Records for this task ▸
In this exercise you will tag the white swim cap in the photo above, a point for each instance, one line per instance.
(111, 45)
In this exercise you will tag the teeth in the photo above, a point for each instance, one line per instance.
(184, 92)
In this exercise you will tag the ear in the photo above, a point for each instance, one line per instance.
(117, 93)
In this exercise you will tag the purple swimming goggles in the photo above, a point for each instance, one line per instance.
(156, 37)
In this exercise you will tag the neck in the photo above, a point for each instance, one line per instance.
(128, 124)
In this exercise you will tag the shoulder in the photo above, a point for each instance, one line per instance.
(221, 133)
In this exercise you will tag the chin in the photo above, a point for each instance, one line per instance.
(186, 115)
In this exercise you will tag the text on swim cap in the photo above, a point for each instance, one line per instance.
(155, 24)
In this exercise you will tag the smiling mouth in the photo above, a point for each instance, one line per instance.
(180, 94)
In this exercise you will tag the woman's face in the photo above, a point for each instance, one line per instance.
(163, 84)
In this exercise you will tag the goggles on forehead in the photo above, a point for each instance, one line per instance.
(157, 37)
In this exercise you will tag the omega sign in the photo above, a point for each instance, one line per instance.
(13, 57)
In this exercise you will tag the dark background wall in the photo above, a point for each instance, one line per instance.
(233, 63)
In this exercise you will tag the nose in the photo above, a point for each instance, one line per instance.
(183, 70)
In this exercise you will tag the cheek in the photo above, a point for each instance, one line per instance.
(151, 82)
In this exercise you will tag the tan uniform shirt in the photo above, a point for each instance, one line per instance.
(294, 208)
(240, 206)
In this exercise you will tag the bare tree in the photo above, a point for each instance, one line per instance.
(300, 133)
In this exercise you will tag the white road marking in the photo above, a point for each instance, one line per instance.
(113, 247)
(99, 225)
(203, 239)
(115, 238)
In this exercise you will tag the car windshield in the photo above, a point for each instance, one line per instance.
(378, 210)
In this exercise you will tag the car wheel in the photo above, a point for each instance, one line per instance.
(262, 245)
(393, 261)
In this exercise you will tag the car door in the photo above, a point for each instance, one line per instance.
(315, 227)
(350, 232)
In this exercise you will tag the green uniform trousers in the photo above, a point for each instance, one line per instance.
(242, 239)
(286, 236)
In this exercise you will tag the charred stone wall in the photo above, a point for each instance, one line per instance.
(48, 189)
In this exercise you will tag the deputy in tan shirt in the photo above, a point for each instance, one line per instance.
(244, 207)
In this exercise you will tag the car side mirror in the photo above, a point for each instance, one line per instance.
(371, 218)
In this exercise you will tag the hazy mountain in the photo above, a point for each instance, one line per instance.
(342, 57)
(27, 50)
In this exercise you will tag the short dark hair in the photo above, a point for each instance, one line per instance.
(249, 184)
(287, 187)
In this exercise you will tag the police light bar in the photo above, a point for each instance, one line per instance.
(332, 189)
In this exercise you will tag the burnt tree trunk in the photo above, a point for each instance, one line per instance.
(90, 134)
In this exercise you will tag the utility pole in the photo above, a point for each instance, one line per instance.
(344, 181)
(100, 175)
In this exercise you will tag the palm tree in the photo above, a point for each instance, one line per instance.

Goal ▸ Could you arrange all the material above as a Markdown table with the columns "Row" and "Line", giving each line its own numbered row and leaving out any blank lines?

Reply ▸
| Row | Line |
|---|---|
| 1 | In this exercise you will tag the white swim cap in the photo above, a point for each instance, one line per instance. |
| 2 | (111, 45) |
| 3 | In this exercise you will tag the teeth in the photo above, a point for each instance, one line per instance. |
| 4 | (184, 92) |
| 5 | In this exercise you will tag the ear in the photo above, a point for each instance, one line per instance. |
| 6 | (117, 93) |
| 7 | In this exercise you will tag the purple swimming goggles in the photo above, a point for each instance, one line per instance. |
| 8 | (156, 37) |
| 9 | In this exercise you will tag the neck in the photo above, a point for each instance, one line per instance. |
| 10 | (128, 124) |
| 11 | In this exercise you will tag the shoulder in the photo above, a point for each instance, one line per instance. |
| 12 | (221, 133) |
| 13 | In this exercise you will tag the chin in the photo above, a point for each instance, one line per instance. |
| 14 | (186, 115) |
| 15 | In this exercise you will tag the text on swim cap in the photo above, a point for each instance, one line per instance. |
| 16 | (155, 24) |
| 17 | In this exercise you will tag the smiling mouth in the photo above, a point for each instance, one line per instance. |
| 18 | (180, 94) |
| 19 | In this exercise you will tag the woman's face in the photo above, a point for each instance, one line per instance. |
| 20 | (163, 84) |
| 21 | In this exercise you will tag the goggles on forehead in the photo above, a point for each instance, one line per instance. |
| 22 | (157, 37) |
| 23 | In this exercise you will tag the omega sign in the photo above, a point for each instance, one line per instance. |
| 24 | (13, 57) |
| 25 | In this exercise you will tag the dark background wall in the photo above, a point for each instance, one line per instance. |
| 26 | (233, 63) |
| 27 | In this exercise you will tag the nose in the photo above, a point for each instance, one line per instance. |
| 28 | (183, 70) |
| 29 | In this exercise you will tag the cheek in the photo above, a point for each instance, one line per instance. |
| 30 | (151, 82) |
| 31 | In this exercise you will tag the tan uniform shirt in the photo above, a point for each instance, one line per instance. |
| 32 | (294, 208) |
| 33 | (240, 206) |
| 34 | In this exercise you will tag the bare tree in the photo above, a point for each instance, one line per instance. |
| 35 | (300, 133) |
| 36 | In this exercise you will tag the white road marking in the photo above, a point for each instance, one line per instance. |
| 37 | (113, 247) |
| 38 | (99, 225) |
| 39 | (203, 239) |
| 40 | (115, 238) |
| 41 | In this exercise you will tag the car windshield in the photo above, a point for each instance, one line per instance. |
| 42 | (378, 210) |
| 43 | In this exercise you will tag the car wheel in the photo above, a point for each instance, one line per instance. |
| 44 | (262, 245) |
| 45 | (393, 261) |
| 46 | In this exercise you will tag the car door in the photo above, a point for each instance, one line per instance. |
| 47 | (315, 227) |
| 48 | (350, 232) |
| 49 | In this exercise you will tag the green uniform trousers in the photo above, a point for each instance, one line per instance. |
| 50 | (242, 239) |
| 51 | (286, 236) |
| 52 | In this exercise you will tag the charred stone wall in the photo above, a point for each instance, one line per instance. |
| 53 | (48, 189) |
| 54 | In this exercise you will tag the deputy in tan shirt in the photo above, a point for each instance, one line per instance. |
| 55 | (244, 207) |
| 56 | In this exercise you will tag the car side mirror in the photo above, a point for each instance, one line per instance. |
| 57 | (371, 218) |
| 58 | In this exercise you will tag the hazy mountain in the photo above, a point for each instance, one line per instance. |
| 59 | (342, 57) |
| 60 | (27, 50) |
| 61 | In this exercise you will tag the short dark hair in the photo above, a point for each instance, one line per instance. |
| 62 | (249, 184) |
| 63 | (287, 187) |
| 64 | In this exercise you will tag the police light bar in the photo above, a point for each instance, one line per instance. |
| 65 | (332, 189) |
| 66 | In this exercise you will tag the burnt tree trunk in the photo above, a point for each instance, one line per instance. |
| 67 | (90, 134) |
| 68 | In this exercise you will tag the utility pole in the photo above, a point for each instance, one line per instance. |
| 69 | (344, 181) |
| 70 | (100, 175) |
| 71 | In this exercise you will tag the palm tree in the photo above, a point for each instance, one line per instance. |